● **PROBLEM TO SOLVE**: I'd like the line containing "the dried flower" and each line that follows, through the last line of the material, set down exactly as they are, and no others.

● **DATA FOR THIS TASK**:
::::::::
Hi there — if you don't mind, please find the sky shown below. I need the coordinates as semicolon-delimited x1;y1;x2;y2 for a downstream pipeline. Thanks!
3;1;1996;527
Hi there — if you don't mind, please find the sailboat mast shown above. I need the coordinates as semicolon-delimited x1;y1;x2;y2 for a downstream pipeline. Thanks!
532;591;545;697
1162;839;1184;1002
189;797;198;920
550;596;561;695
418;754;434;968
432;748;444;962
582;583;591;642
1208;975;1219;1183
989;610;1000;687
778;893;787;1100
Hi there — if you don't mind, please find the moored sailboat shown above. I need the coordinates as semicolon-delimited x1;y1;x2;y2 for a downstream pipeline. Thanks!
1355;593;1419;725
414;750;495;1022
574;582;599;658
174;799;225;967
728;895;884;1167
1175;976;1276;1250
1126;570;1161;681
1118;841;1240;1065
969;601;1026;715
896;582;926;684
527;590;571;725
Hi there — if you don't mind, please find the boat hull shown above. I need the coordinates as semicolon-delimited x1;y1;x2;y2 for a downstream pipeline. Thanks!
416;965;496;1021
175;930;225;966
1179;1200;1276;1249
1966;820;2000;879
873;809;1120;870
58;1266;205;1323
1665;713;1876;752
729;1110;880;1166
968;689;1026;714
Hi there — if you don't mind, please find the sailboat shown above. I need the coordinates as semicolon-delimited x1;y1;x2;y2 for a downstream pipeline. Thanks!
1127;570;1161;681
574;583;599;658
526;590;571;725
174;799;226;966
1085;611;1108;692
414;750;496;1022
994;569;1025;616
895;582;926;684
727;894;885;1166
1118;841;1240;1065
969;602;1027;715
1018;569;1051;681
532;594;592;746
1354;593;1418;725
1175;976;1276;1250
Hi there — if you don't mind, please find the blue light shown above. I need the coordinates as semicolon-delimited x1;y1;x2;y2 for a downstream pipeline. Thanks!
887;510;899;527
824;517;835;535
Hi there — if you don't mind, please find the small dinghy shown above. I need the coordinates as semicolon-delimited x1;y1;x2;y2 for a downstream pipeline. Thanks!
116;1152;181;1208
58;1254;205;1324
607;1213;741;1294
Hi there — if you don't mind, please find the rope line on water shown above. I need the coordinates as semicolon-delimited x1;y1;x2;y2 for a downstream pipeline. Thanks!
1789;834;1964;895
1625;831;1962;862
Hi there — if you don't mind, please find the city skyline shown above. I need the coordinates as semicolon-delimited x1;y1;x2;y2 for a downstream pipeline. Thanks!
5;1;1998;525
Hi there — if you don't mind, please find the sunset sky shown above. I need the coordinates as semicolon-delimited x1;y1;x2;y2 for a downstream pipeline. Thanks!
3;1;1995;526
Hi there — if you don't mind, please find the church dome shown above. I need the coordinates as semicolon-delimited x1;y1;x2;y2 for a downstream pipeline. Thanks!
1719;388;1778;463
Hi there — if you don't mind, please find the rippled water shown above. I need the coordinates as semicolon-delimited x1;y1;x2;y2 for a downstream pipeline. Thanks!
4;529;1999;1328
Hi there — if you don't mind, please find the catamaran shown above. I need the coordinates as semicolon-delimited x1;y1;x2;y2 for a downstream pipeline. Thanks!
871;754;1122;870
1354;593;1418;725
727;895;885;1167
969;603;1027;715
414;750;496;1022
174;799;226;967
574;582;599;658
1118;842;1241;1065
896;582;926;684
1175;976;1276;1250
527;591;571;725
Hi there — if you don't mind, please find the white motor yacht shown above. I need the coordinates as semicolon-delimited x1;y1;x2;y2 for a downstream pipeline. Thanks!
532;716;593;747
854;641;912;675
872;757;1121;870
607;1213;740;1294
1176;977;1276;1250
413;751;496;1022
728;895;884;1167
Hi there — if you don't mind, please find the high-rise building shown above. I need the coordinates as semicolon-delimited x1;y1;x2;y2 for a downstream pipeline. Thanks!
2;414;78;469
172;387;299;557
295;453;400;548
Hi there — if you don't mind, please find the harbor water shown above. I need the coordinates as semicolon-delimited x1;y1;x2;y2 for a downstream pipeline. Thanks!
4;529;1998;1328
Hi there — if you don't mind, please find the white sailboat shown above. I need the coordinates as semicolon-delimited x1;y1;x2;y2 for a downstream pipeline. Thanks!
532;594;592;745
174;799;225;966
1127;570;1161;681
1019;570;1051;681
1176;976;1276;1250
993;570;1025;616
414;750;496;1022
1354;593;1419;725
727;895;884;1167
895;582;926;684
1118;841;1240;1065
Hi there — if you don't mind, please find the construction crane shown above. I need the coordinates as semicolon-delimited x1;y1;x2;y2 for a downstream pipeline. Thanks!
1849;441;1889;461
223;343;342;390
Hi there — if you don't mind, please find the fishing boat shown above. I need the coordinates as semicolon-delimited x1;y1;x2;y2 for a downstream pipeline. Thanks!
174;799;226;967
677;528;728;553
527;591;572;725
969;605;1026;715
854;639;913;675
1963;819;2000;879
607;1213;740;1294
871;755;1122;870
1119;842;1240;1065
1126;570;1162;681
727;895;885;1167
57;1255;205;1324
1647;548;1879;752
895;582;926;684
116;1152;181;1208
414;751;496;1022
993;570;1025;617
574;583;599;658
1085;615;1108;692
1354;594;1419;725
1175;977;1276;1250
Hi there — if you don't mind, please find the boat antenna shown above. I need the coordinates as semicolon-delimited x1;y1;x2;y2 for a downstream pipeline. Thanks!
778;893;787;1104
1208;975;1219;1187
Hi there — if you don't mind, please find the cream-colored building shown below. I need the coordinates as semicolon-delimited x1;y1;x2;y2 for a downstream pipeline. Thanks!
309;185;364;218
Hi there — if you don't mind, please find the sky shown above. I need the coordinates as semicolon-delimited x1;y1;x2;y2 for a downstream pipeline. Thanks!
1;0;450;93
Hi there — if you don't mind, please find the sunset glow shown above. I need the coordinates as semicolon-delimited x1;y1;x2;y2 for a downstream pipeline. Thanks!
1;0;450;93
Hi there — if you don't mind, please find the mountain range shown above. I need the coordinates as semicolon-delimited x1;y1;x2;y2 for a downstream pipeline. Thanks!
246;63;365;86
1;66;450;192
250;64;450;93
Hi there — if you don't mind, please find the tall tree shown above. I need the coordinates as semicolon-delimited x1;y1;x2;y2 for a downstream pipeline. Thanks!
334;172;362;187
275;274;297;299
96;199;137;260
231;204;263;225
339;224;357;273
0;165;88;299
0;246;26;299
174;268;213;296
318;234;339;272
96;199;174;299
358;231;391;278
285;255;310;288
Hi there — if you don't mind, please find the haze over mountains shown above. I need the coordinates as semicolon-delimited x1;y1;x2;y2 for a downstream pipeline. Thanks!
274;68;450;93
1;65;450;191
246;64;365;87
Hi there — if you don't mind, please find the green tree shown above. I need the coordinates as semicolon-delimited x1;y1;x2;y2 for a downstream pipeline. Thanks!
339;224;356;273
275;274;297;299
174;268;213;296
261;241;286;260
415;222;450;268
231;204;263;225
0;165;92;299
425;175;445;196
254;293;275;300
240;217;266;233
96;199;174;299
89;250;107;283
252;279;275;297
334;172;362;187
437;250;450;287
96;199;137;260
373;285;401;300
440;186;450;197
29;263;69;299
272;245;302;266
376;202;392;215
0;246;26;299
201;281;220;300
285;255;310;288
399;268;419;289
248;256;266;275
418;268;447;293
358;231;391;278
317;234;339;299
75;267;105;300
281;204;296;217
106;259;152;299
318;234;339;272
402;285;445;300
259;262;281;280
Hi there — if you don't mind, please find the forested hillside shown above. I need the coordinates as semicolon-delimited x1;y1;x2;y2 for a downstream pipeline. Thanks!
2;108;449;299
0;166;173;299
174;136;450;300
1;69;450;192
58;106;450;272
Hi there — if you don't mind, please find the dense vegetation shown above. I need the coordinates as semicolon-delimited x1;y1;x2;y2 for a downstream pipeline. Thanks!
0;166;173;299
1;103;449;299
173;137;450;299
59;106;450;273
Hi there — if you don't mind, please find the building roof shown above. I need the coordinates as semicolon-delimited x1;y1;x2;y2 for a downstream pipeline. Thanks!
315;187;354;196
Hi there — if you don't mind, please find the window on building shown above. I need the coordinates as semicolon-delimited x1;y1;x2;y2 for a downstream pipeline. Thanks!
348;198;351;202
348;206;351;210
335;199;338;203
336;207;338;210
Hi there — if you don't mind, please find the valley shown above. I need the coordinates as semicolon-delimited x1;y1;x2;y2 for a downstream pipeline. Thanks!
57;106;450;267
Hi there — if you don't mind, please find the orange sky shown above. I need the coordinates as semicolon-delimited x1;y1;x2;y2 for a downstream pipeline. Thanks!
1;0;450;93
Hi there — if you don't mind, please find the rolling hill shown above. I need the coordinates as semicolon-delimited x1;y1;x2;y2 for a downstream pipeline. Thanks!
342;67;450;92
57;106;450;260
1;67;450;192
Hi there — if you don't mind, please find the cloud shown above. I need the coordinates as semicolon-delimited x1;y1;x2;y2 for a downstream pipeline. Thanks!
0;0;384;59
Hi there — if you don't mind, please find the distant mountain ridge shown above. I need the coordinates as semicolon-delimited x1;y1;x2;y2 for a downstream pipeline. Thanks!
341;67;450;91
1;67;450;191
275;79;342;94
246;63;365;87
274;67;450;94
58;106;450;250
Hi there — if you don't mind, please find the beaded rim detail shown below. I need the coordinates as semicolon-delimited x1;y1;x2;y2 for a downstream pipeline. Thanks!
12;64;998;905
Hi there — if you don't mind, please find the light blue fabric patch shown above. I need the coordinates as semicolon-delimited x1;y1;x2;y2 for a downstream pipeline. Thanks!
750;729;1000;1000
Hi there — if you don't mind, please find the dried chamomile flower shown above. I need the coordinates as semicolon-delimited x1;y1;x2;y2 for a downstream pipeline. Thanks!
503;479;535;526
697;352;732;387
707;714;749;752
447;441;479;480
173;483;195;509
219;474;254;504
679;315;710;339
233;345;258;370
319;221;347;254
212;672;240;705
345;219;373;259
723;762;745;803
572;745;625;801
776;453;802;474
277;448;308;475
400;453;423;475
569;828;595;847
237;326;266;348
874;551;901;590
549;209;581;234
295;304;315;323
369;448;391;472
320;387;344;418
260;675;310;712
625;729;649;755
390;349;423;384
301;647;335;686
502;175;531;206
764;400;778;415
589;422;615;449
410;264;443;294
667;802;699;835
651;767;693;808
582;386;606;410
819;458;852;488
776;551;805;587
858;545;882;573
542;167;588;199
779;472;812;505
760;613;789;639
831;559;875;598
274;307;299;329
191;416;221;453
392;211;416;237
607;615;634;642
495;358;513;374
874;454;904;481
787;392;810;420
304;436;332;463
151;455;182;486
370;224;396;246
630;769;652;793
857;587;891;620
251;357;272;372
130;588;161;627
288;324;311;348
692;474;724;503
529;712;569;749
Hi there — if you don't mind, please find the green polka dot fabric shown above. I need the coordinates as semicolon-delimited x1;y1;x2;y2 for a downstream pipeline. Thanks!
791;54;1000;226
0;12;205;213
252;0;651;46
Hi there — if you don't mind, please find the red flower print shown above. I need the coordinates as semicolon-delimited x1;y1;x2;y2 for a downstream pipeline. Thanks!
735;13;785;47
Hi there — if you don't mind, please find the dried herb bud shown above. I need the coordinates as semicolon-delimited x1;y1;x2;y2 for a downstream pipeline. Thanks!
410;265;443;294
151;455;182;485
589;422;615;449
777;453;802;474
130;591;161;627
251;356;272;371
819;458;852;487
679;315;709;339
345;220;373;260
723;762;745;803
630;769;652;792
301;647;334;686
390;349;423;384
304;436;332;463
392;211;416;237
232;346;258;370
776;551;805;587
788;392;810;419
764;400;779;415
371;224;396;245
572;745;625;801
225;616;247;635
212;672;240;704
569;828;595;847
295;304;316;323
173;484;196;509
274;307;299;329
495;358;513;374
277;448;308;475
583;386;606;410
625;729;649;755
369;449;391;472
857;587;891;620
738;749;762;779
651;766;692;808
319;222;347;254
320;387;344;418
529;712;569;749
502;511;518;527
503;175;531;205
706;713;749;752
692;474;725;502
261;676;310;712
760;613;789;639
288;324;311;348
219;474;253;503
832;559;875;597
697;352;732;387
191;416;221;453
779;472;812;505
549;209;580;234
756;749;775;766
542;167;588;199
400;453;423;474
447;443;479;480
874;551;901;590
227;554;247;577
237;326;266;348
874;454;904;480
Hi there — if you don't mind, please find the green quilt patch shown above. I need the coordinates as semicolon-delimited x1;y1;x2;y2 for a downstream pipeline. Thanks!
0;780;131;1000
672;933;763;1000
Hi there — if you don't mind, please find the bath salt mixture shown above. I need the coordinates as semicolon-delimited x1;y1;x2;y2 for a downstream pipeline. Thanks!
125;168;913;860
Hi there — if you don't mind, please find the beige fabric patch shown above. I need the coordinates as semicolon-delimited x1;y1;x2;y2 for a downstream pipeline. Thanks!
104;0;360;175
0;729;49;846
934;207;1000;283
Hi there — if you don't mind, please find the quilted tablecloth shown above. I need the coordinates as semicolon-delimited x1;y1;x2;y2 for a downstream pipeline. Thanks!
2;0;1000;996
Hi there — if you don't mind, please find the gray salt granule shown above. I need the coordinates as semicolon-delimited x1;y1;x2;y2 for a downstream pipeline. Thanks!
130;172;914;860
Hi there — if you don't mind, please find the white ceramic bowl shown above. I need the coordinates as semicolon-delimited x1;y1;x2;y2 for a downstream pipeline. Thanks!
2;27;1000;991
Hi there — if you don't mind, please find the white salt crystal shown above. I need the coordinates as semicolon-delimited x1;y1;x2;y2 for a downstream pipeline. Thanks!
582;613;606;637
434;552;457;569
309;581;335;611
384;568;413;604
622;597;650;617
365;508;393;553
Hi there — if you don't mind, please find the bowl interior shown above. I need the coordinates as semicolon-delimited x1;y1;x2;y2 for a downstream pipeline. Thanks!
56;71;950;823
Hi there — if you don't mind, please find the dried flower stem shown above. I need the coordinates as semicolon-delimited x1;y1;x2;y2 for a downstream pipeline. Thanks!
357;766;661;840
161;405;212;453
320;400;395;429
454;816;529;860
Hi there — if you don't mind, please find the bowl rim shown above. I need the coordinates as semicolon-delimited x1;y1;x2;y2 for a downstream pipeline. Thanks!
::::::::
● **TASK SOLUTION**:
Hi there — if you don't mind, please find the dried flower stem shown above. I need the coordinates as semicolon-delimited x1;y1;x2;y2 for a downstream pipeline. Thanks!
357;766;661;840
161;405;212;453
320;400;395;429
454;816;529;860
Hi there — if you don't mind, please find the bowl rim shown above. I need the coordinates as semicolon-delimited x1;y1;x2;y2 for a downstream pipeline. Thanks!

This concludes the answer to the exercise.